───── MATERIAL TO PROCESS ─────
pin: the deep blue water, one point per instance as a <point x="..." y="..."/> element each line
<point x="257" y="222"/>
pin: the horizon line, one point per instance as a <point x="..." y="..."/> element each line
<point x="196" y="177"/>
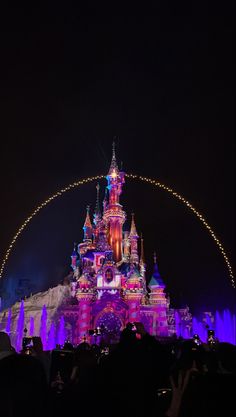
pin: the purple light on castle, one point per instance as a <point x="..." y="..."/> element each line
<point x="8" y="326"/>
<point x="31" y="326"/>
<point x="51" y="343"/>
<point x="43" y="328"/>
<point x="20" y="327"/>
<point x="61" y="332"/>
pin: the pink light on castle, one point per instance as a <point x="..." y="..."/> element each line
<point x="109" y="284"/>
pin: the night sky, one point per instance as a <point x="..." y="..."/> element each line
<point x="160" y="81"/>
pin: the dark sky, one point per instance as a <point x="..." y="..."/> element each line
<point x="160" y="79"/>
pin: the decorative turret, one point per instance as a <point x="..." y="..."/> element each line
<point x="156" y="280"/>
<point x="158" y="301"/>
<point x="133" y="283"/>
<point x="126" y="247"/>
<point x="74" y="258"/>
<point x="97" y="212"/>
<point x="133" y="237"/>
<point x="88" y="228"/>
<point x="134" y="294"/>
<point x="114" y="216"/>
<point x="142" y="260"/>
─────
■ OBJECTIVE ■
Rescale the lines above by writing all of them out again, requests included, with every x and y coordinate in the answer points multiplied by 2.5 and rounded to a whole number, halves rounded up. Leave the pictures out.

■ RESPONSE TO THE EXERCISE ■
pin: the deep blue water, one point per instance as a <point x="..." y="..."/> element each line
<point x="643" y="555"/>
pin: the horizon line, one point per instance as a <point x="..." y="..."/> element each line
<point x="490" y="443"/>
pin: the purple light on castle, one point per instance as a <point x="..." y="..."/> element each line
<point x="20" y="815"/>
<point x="78" y="815"/>
<point x="128" y="858"/>
<point x="108" y="820"/>
<point x="50" y="818"/>
<point x="153" y="830"/>
pin: the pink light on castle, one point per instance as a <point x="..." y="..."/> element each line
<point x="273" y="710"/>
pin: the night sky, one point per instance as a <point x="..." y="..."/> element each line
<point x="400" y="203"/>
pin: the dark sky, one point per instance as a <point x="..." y="..."/> element each line
<point x="400" y="198"/>
pin: the decorative turret, one point per instance as a <point x="..." y="..."/> element each line
<point x="390" y="700"/>
<point x="395" y="753"/>
<point x="333" y="708"/>
<point x="315" y="618"/>
<point x="185" y="645"/>
<point x="243" y="530"/>
<point x="333" y="593"/>
<point x="220" y="570"/>
<point x="335" y="735"/>
<point x="285" y="540"/>
<point x="355" y="650"/>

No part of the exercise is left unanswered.